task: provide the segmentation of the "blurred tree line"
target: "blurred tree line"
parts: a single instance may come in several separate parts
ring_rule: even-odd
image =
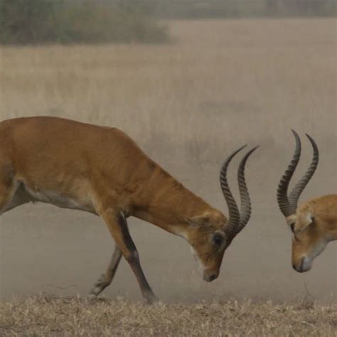
[[[0,43],[166,41],[166,27],[141,3],[0,0]]]
[[[158,18],[336,16],[337,0],[0,0],[0,43],[162,43]]]

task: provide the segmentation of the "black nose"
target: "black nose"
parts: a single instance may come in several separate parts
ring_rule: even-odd
[[[218,275],[216,274],[213,274],[212,275],[210,276],[209,280],[210,282],[211,282],[213,279],[215,279],[217,277],[218,277]]]
[[[304,272],[304,270],[303,269],[303,264],[304,262],[304,257],[302,258],[302,260],[301,260],[301,265],[299,266],[299,268],[297,268],[296,267],[296,264],[293,264],[292,265],[292,267],[297,272]]]

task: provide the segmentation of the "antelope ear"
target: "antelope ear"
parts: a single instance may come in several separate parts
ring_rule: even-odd
[[[205,226],[209,224],[210,217],[208,215],[197,215],[186,218],[185,220],[192,226]]]
[[[297,221],[295,223],[294,232],[301,232],[306,229],[314,221],[314,216],[310,212],[305,212],[299,214]]]

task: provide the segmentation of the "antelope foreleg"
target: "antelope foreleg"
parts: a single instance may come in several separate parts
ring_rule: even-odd
[[[149,303],[158,301],[141,269],[138,252],[129,232],[127,220],[123,213],[108,210],[102,212],[101,215],[105,220],[116,245],[122,251],[122,254],[136,276],[143,297]]]

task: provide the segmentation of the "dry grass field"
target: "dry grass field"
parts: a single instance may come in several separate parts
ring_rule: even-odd
[[[142,305],[36,296],[0,306],[2,336],[335,336],[337,305],[227,300]]]
[[[220,166],[232,149],[260,144],[247,168],[251,220],[206,284],[185,242],[130,219],[145,274],[166,304],[149,307],[124,262],[105,291],[111,301],[50,297],[87,294],[112,253],[108,232],[96,217],[50,205],[9,212],[0,218],[1,336],[337,335],[337,245],[296,273],[276,202],[291,128],[320,149],[302,200],[337,191],[336,20],[168,24],[167,45],[1,48],[0,119],[53,115],[119,127],[226,213]],[[303,138],[295,180],[311,156]],[[306,287],[316,304],[299,301]],[[39,291],[48,296],[11,301]]]

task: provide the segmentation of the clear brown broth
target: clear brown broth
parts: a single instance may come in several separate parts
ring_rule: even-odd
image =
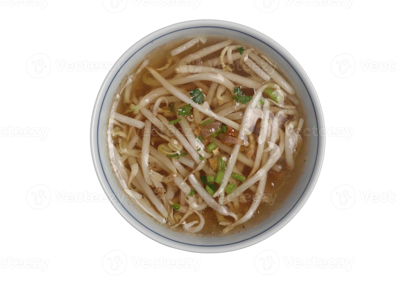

What you have to do - Write out all of the entries above word for word, leaving out the pictures.

Task result -
task: provide the segmentation of the "blurred tree line"
target: "blurred tree line"
parts: a single instance may come in several separate parts
ring_rule: even-odd
image =
[[[0,43],[166,41],[166,27],[141,3],[0,0]]]
[[[158,18],[336,16],[337,0],[0,0],[0,43],[162,43]]]

task: provide the segmentation of the "black nose"
target: "black nose"
parts: a single instance may come in several separate parts
ring_rule: even-odd
[[[218,275],[216,274],[213,274],[212,275],[210,276],[209,280],[210,282],[211,282],[213,279],[215,279],[217,277],[218,277]]]
[[[304,272],[304,270],[303,269],[303,264],[304,262],[304,257],[302,258],[302,260],[301,260],[301,265],[299,266],[299,268],[297,268],[296,267],[296,264],[293,264],[292,265],[292,267],[297,272]]]

task: provide the segmentation of the "antelope ear"
target: "antelope ear"
parts: a single instance may come in several separate parts
ring_rule: even-odd
[[[205,226],[209,224],[210,217],[208,215],[197,215],[186,218],[185,220],[192,226]]]
[[[297,221],[295,223],[294,232],[301,232],[306,229],[314,221],[314,216],[310,212],[305,212],[299,214]]]

task: provide the segmentation of the "antelope foreleg"
target: "antelope foreleg"
parts: a single instance may come in several separate parts
ring_rule: even-odd
[[[149,303],[158,301],[141,269],[138,252],[129,232],[127,220],[123,213],[108,210],[102,212],[101,215],[105,220],[116,245],[122,251],[122,254],[136,276],[143,297]]]

task: provide the segmentation of the "dry grass field"
target: "dry grass field"
parts: a single instance may come in several separate parts
ring_rule: even-odd
[[[142,305],[36,296],[0,306],[2,336],[335,336],[337,305],[227,300]]]
[[[220,166],[232,149],[260,144],[247,168],[251,220],[206,284],[185,242],[130,219],[145,274],[166,304],[149,307],[124,262],[105,291],[111,301],[50,297],[87,294],[112,253],[108,232],[96,217],[50,205],[9,212],[0,218],[1,336],[337,335],[337,245],[296,273],[276,202],[291,128],[320,149],[302,200],[337,191],[336,20],[168,24],[167,45],[1,48],[0,119],[53,115],[119,127],[226,213]],[[303,138],[295,180],[311,156]],[[306,287],[316,304],[299,301]],[[39,291],[48,296],[11,301]]]

task: provide the segmentation of the clear brown broth
target: clear brown broth
parts: a single instance may come in several separate parts
ring_rule: even-odd
image =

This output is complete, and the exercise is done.